[Point placement records]
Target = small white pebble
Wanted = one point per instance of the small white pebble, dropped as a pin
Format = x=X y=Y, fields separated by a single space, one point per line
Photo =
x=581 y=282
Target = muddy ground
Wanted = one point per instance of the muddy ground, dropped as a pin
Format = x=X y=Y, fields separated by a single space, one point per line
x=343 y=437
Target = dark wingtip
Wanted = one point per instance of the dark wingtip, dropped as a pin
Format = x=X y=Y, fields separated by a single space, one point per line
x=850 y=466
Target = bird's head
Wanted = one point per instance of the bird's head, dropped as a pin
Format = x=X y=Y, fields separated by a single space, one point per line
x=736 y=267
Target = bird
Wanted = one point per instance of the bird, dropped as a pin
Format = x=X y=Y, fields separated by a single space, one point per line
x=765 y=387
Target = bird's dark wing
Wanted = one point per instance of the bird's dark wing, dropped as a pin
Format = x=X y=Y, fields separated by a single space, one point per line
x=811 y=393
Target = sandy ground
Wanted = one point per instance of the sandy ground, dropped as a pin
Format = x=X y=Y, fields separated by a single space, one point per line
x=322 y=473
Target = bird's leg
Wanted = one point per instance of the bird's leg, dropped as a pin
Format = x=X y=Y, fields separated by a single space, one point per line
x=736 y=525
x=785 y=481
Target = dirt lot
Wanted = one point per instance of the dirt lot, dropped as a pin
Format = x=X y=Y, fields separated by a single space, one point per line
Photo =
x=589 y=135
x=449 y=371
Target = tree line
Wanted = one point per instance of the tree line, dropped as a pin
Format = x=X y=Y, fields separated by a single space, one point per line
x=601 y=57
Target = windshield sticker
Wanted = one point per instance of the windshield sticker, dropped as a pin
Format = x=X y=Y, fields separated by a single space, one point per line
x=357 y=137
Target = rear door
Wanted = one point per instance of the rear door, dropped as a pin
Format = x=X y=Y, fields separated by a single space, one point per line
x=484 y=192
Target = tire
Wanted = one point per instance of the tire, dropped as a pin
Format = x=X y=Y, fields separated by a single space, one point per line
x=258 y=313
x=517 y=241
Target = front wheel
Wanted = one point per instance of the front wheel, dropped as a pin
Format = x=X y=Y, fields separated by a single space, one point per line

*WHAT YOU NEED TO DO*
Render the records from the line containing "Target = rear door" through the end of the records as a JSON list of strings, one string per line, leaving out blank lines.

*EXPECTED ANSWER*
[
  "Target = rear door",
  "Wanted = one point per instance of the rear door, dropped as a pin",
  "Format = x=X y=Y, fields separated by a single space, one point per line",
  "x=484 y=192",
  "Target = tire",
  "Wanted = one point per instance of the tire, dropped as a pin",
  "Format = x=X y=Y, fields separated by a single space, one point per line",
  "x=258 y=313",
  "x=517 y=241",
  "Target = front wheel",
  "Wanted = one point per instance of the front wheel, dropped as a pin",
  "Format = x=X y=Y, fields separated by a single space, one point per line"
]